Stated problem: Write out, word for word, only the lines from the one containing "lamp as a single point per instance." through the final line of the data.

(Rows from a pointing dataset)
** Begin **

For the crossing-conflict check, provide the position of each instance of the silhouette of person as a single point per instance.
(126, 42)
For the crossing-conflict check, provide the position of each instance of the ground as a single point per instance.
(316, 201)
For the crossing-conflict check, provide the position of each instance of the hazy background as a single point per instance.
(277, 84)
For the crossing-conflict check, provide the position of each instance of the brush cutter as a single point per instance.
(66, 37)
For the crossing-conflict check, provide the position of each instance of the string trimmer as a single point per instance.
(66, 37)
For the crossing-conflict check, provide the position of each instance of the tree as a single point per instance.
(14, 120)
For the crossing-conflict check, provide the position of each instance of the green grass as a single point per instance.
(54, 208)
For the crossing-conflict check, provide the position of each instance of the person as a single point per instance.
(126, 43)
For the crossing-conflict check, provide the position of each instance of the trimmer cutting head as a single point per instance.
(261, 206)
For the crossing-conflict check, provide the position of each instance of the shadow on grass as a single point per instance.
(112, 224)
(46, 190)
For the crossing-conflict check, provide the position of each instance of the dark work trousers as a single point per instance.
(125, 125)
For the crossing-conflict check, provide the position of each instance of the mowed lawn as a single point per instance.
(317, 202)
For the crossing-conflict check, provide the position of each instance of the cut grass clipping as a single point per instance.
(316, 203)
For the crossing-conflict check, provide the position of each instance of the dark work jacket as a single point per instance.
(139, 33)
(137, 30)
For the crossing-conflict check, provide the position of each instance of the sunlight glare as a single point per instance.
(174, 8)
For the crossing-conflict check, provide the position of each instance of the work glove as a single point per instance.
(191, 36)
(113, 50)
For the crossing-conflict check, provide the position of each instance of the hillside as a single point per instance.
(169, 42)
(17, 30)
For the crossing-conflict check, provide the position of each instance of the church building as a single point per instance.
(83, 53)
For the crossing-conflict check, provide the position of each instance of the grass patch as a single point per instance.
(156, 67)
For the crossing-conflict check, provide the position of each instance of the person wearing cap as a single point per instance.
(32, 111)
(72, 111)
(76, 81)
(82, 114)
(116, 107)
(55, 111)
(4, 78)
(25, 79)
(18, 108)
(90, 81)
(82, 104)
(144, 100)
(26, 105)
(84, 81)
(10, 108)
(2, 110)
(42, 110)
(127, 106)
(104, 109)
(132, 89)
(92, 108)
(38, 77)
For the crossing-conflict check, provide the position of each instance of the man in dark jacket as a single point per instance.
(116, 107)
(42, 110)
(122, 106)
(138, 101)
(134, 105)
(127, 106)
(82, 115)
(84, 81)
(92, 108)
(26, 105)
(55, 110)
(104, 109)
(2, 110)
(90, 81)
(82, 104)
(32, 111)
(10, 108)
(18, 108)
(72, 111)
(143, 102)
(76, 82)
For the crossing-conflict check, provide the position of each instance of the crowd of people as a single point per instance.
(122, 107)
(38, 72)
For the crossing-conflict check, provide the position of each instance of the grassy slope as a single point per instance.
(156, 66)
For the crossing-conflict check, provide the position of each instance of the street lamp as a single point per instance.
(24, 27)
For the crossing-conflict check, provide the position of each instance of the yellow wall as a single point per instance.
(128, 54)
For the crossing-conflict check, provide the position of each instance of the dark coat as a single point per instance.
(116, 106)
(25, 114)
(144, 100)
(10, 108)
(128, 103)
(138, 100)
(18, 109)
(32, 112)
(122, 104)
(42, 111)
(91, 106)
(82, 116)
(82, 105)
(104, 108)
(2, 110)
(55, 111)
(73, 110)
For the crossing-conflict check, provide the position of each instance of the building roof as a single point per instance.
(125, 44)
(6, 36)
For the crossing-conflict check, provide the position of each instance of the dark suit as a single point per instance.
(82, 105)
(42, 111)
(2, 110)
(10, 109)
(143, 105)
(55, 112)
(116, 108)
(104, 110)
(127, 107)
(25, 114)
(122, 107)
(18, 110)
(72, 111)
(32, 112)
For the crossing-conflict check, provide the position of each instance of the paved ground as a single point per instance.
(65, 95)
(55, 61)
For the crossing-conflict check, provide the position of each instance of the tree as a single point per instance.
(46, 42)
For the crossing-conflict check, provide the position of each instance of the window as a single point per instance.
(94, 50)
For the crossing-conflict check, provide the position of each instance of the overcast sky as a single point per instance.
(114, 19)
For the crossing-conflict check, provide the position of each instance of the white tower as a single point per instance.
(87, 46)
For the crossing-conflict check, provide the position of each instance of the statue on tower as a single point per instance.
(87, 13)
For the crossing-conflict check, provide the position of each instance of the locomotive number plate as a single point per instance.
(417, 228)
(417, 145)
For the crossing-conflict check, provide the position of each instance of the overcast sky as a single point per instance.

** End **

Solution to the problem:
For the crossing-conflict check, provide the position of each instance of the street lamp as a single point per instance.
(24, 27)
For the crossing-conflict check, provide the position of each instance of the yellow wall as a single point per instance.
(128, 54)
For the crossing-conflict check, provide the position of each instance of the dark coat as a single point per instance.
(116, 106)
(25, 114)
(144, 100)
(10, 108)
(128, 103)
(138, 100)
(18, 109)
(32, 112)
(122, 104)
(42, 111)
(91, 106)
(82, 116)
(82, 105)
(104, 108)
(2, 110)
(55, 111)
(73, 110)
For the crossing-conflict check, provide the position of each instance of the building roof as a single point per instance.
(125, 44)
(6, 36)
For the crossing-conflict check, provide the position of each instance of the dark suit as a single point per instance.
(82, 105)
(42, 111)
(2, 110)
(10, 109)
(143, 105)
(55, 112)
(116, 108)
(104, 110)
(127, 107)
(25, 114)
(122, 107)
(18, 110)
(72, 111)
(32, 112)
For the crossing-conflict check, provide the position of each instance of the paved ground as a single point per instance.
(65, 95)
(55, 61)
For the crossing-conflict check, provide the position of each instance of the tree as a single point per instance.
(46, 42)
For the crossing-conflict check, provide the position of each instance of the window as a single point per instance.
(94, 50)
For the crossing-conflict check, provide the position of each instance of the overcast sky as a single point per instance.
(114, 19)
For the crossing-conflict check, provide the position of each instance of the white tower as a single point per instance.
(87, 46)
For the crossing-conflict check, provide the position of each instance of the statue on tower as a single point per instance.
(87, 13)
For the crossing-conflict check, provide the position of each instance of the locomotive number plate as a single point per instance.
(417, 228)
(417, 145)
For the crossing-conflict check, provide the position of each instance of the overcast sky as a single point per instance.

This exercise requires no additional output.